> TASK BRIEF:
In the answer, each entry below appears exactly as given, and no picture appears at all.

> DATA UNDER STUDY:
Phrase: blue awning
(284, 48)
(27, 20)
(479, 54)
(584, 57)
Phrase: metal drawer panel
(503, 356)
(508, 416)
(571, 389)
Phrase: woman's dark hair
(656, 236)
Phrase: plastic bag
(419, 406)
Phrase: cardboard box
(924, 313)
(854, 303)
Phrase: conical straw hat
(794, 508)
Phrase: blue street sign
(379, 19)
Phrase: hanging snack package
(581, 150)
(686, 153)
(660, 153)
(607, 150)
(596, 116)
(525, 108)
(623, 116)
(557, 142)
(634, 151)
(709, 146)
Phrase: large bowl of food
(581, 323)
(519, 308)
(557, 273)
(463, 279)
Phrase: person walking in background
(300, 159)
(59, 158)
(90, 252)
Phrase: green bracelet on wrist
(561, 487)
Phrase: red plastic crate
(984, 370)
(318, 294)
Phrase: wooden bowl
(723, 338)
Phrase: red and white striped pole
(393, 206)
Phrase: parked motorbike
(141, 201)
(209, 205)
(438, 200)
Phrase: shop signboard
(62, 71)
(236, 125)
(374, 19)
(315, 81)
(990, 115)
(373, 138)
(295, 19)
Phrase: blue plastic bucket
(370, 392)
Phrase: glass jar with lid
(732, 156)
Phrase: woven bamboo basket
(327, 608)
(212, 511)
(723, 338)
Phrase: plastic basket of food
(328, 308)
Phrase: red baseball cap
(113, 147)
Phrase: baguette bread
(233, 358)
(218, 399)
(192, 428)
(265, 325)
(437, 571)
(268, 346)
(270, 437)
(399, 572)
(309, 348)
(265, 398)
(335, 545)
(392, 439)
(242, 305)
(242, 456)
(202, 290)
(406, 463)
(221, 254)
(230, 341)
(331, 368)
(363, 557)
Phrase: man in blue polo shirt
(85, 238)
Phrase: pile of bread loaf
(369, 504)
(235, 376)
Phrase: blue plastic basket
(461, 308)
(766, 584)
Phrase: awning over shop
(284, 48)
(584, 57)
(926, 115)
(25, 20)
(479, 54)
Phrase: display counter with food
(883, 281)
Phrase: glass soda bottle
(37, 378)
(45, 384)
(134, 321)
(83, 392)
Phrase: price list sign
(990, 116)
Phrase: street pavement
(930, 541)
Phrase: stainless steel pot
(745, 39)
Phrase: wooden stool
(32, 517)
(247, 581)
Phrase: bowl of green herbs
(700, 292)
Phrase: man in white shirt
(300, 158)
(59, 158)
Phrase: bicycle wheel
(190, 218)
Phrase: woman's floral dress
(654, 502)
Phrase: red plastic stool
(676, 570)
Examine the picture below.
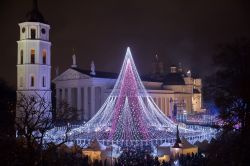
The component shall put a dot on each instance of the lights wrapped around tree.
(129, 114)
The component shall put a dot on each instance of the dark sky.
(184, 31)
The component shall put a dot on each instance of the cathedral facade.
(174, 92)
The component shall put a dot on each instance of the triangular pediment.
(71, 74)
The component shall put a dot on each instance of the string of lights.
(130, 114)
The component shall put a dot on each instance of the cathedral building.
(33, 57)
(175, 92)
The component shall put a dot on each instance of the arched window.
(21, 57)
(32, 56)
(32, 81)
(44, 56)
(44, 81)
(33, 33)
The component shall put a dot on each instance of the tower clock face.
(43, 31)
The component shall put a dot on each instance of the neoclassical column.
(163, 105)
(63, 94)
(92, 101)
(86, 111)
(57, 97)
(79, 103)
(69, 97)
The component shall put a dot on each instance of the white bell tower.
(33, 56)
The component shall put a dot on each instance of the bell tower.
(33, 56)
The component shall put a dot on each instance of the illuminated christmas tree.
(130, 114)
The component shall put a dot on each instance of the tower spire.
(74, 65)
(35, 6)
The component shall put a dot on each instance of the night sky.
(186, 31)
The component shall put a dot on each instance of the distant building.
(33, 57)
(174, 92)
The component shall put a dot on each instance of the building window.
(21, 81)
(21, 57)
(33, 33)
(44, 56)
(32, 56)
(44, 81)
(32, 81)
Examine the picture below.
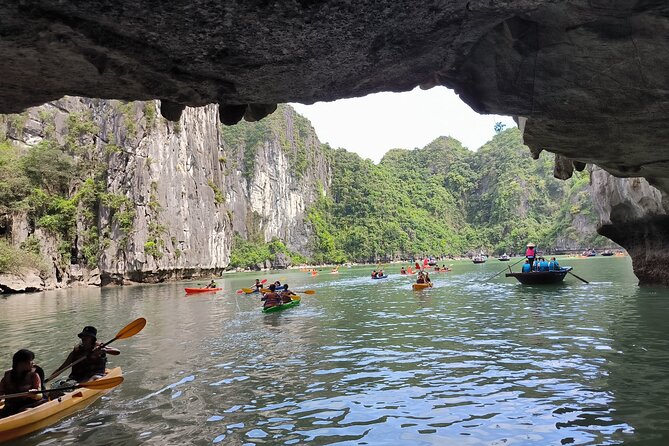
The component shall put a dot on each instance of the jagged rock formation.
(634, 214)
(152, 199)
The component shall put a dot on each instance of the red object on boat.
(201, 290)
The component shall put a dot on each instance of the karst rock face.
(587, 79)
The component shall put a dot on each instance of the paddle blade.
(103, 383)
(131, 329)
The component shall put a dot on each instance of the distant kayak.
(201, 290)
(282, 307)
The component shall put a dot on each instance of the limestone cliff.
(634, 214)
(150, 199)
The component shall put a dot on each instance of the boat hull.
(50, 413)
(540, 277)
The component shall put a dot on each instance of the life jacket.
(94, 364)
(19, 385)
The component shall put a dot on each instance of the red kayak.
(201, 290)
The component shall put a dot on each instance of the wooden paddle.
(128, 331)
(505, 269)
(579, 278)
(98, 384)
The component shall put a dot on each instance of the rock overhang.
(589, 76)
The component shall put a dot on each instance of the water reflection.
(468, 362)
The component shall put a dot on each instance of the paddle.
(579, 278)
(128, 331)
(505, 269)
(98, 384)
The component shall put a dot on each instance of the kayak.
(201, 290)
(282, 307)
(51, 412)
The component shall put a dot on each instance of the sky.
(373, 124)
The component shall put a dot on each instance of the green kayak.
(281, 307)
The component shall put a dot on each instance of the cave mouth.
(373, 124)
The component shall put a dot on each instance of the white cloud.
(374, 124)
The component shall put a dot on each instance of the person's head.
(88, 336)
(22, 361)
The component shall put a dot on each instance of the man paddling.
(24, 376)
(95, 362)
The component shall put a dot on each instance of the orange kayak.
(51, 412)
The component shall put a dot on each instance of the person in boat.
(553, 265)
(24, 376)
(286, 294)
(271, 299)
(212, 284)
(421, 277)
(94, 364)
(531, 253)
(543, 265)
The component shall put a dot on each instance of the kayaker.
(421, 277)
(95, 362)
(531, 253)
(553, 265)
(24, 376)
(543, 265)
(271, 299)
(286, 294)
(212, 284)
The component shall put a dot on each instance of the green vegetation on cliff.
(446, 200)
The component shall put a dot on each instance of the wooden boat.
(541, 277)
(49, 413)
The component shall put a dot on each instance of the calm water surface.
(470, 362)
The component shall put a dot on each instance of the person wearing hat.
(95, 362)
(531, 253)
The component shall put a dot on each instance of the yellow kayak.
(49, 413)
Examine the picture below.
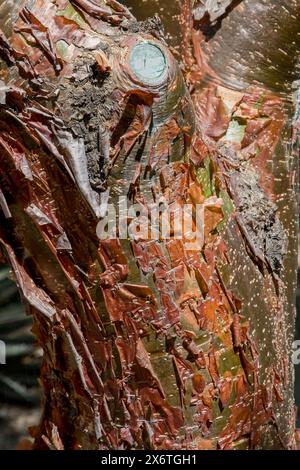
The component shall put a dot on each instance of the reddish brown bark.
(147, 344)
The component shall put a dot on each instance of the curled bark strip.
(143, 339)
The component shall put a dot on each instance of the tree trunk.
(148, 342)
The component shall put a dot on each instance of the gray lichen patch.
(258, 217)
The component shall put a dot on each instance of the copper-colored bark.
(147, 344)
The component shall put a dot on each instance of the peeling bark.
(147, 344)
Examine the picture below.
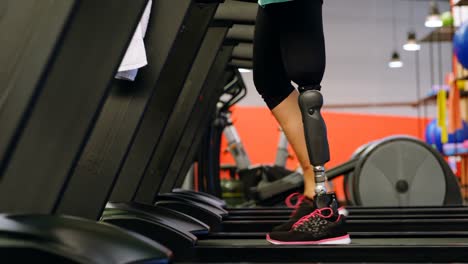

> PROBLEM SOLUTION:
Phrase: blue awning
(284, 48)
(27, 20)
(479, 54)
(584, 57)
Phrase: metal drawer panel
(503, 356)
(508, 416)
(571, 389)
Phrase: woman's dark hair
(656, 236)
Phrase: plastic bag
(419, 406)
Phrase: cardboard box
(924, 313)
(854, 303)
Phrase: conical straw hat
(794, 508)
Phrase: blue street sign
(379, 19)
Phrase: hanging snack package
(581, 150)
(686, 153)
(660, 153)
(607, 150)
(596, 116)
(525, 108)
(623, 116)
(557, 142)
(634, 151)
(709, 146)
Phrase: large bowl of food
(581, 323)
(519, 308)
(557, 273)
(463, 279)
Phrase: person walking in background
(300, 159)
(59, 158)
(90, 252)
Phrase: green bracelet on wrist
(561, 487)
Phrase: red plastic crate
(984, 370)
(318, 294)
Phrase: wooden bowl
(723, 338)
Phrase: red and white striped pole
(393, 206)
Phrase: parked motorbike
(141, 201)
(209, 205)
(438, 200)
Phrase: shop signboard
(62, 71)
(236, 125)
(374, 19)
(315, 81)
(990, 115)
(373, 138)
(295, 19)
Phrase: blue plastic bucket
(370, 392)
Phrase: glass jar with lid
(732, 156)
Phrase: woven bamboo basket
(327, 608)
(212, 511)
(723, 338)
Phrase: plastic basket of food
(328, 308)
Phrase: red baseball cap
(113, 147)
Phrase: baguette bread
(233, 358)
(218, 399)
(192, 428)
(265, 325)
(437, 571)
(268, 346)
(270, 437)
(399, 572)
(309, 348)
(265, 398)
(335, 545)
(392, 439)
(242, 305)
(242, 456)
(202, 290)
(406, 463)
(221, 254)
(230, 341)
(331, 368)
(363, 557)
Phrase: man in blue polo shirt
(85, 238)
Phrase: pile of bread loaf
(369, 504)
(235, 376)
Phrase: blue plastic basket
(461, 308)
(766, 584)
Phrase: awning over shop
(284, 48)
(584, 57)
(926, 115)
(25, 20)
(479, 54)
Phrase: display counter with food
(883, 281)
Phrase: glass soda bottle
(37, 378)
(45, 384)
(134, 321)
(83, 392)
Phrase: price list sign
(990, 116)
Phrase: street pavement
(930, 541)
Phrase: stainless steel pot
(745, 39)
Phrase: wooden stool
(32, 517)
(247, 581)
Phrase: bowl of green herbs
(700, 292)
Phrase: man in white shirt
(300, 158)
(59, 158)
Phrase: bicycle wheel
(190, 218)
Phrase: woman's floral dress
(654, 502)
Phrase: red plastic stool
(676, 570)
Examine the picture below.
The component shall put a dot on each instance of the lights wrapped around tree.
(129, 114)
The component shall put a dot on each instance of the dark sky.
(184, 31)
The component shall put a dot on each instance of the cathedral facade.
(174, 92)
The component shall put a dot on each instance of the triangular pediment.
(71, 74)
The component shall put a dot on each instance of the string of lights.
(130, 114)
The component shall put a dot on each instance of the cathedral building.
(33, 57)
(175, 92)
The component shall put a dot on each instance of the arched window.
(21, 57)
(32, 56)
(32, 81)
(44, 56)
(44, 81)
(33, 33)
The component shall put a dot on each instance of the tower clock face.
(43, 31)
The component shall put a dot on each instance of the neoclassical column.
(163, 105)
(63, 94)
(92, 101)
(86, 111)
(57, 97)
(79, 103)
(69, 97)
The component shall put a dot on each instance of the white bell tower.
(33, 56)
The component shall put a dot on each instance of the bell tower.
(33, 56)
The component shall put a dot on each instance of the illuminated christmas tree.
(130, 114)
The component shall put a dot on each instance of the tower spire.
(74, 65)
(35, 6)
The component shall put a dot on each instance of the night sky.
(186, 31)
The component shall put a dot on each instance of the distant building.
(33, 57)
(174, 92)
The component shall put a dot on each instance of the building window.
(21, 81)
(21, 57)
(33, 33)
(44, 56)
(32, 56)
(44, 81)
(32, 81)
Examine the picture below.
The component shall put a dot on each instance of the jagged rock formation.
(634, 214)
(152, 199)
The component shall put a dot on each instance of the red object on boat.
(201, 290)
The component shall put a dot on each instance of the karst rock face.
(587, 79)
The component shall put a dot on each instance of the paddle blade.
(103, 383)
(131, 329)
The component shall put a dot on each instance of the distant kayak.
(201, 290)
(282, 307)
The component shall put a dot on each instance of the limestone cliff.
(634, 214)
(150, 199)
The component shall put a dot on each instance of the boat hull.
(50, 413)
(540, 277)
The component shall put a dot on each instance of the life jacket.
(94, 364)
(19, 385)
The component shall put a dot on each instance of the red kayak.
(201, 290)
The component shall put a dot on each instance of the wooden paddle.
(128, 331)
(505, 269)
(579, 278)
(98, 384)
The component shall put a dot on each instance of the rock overhang.
(589, 76)
The component shall put a dot on each instance of the water reflection.
(468, 362)
The component shall put a dot on each instance of the paddle.
(579, 278)
(128, 331)
(505, 269)
(98, 384)
The component shall put a dot on each instance of the kayak.
(201, 290)
(282, 307)
(51, 412)
The component shall put a dot on each instance of the sky.
(373, 124)
The component shall put a dot on each instance of the green kayak.
(281, 307)
The component shall put a dot on each instance of the cave mouth.
(373, 124)
The component shall put a dot on each instance of the white cloud.
(374, 124)
The component shall put a dot on each instance of the person's head.
(88, 336)
(22, 361)
The component shall put a dot on each instance of the man paddling.
(24, 376)
(95, 362)
The component shall put a dot on each instance of the orange kayak.
(51, 412)
The component shall put a dot on each instance of the person in boat.
(553, 265)
(24, 376)
(286, 294)
(271, 299)
(212, 284)
(421, 277)
(94, 364)
(531, 253)
(543, 265)
The component shall put a dot on each instance of the kayaker.
(421, 277)
(95, 362)
(531, 253)
(553, 265)
(24, 376)
(543, 265)
(271, 299)
(286, 294)
(212, 284)
The component shall put a dot on each instance of the green vegetation on cliff.
(446, 200)
The component shall put a dot on each instance of the wooden boat.
(541, 277)
(49, 413)
The component shall put a dot on each instance of the calm water surface.
(470, 362)
The component shall put a dot on each instance of the person wearing hat.
(95, 362)
(531, 253)
The component shall put a dot on each instance of the yellow kayak.
(49, 413)
Examine the picture below.
The component shall put a dot on each instance of the reddish brown bark.
(147, 344)
The component shall put a dot on each instance of the curled bark strip.
(143, 339)
The component shall put a dot on each instance of the tree trunk.
(148, 342)
The component shall put a dot on each instance of the gray lichen patch.
(258, 217)
The component shall put a dot on each instance of the copper-colored bark.
(147, 344)
The component shall put a dot on each instance of the peeling bark.
(147, 344)
Examine the picture below.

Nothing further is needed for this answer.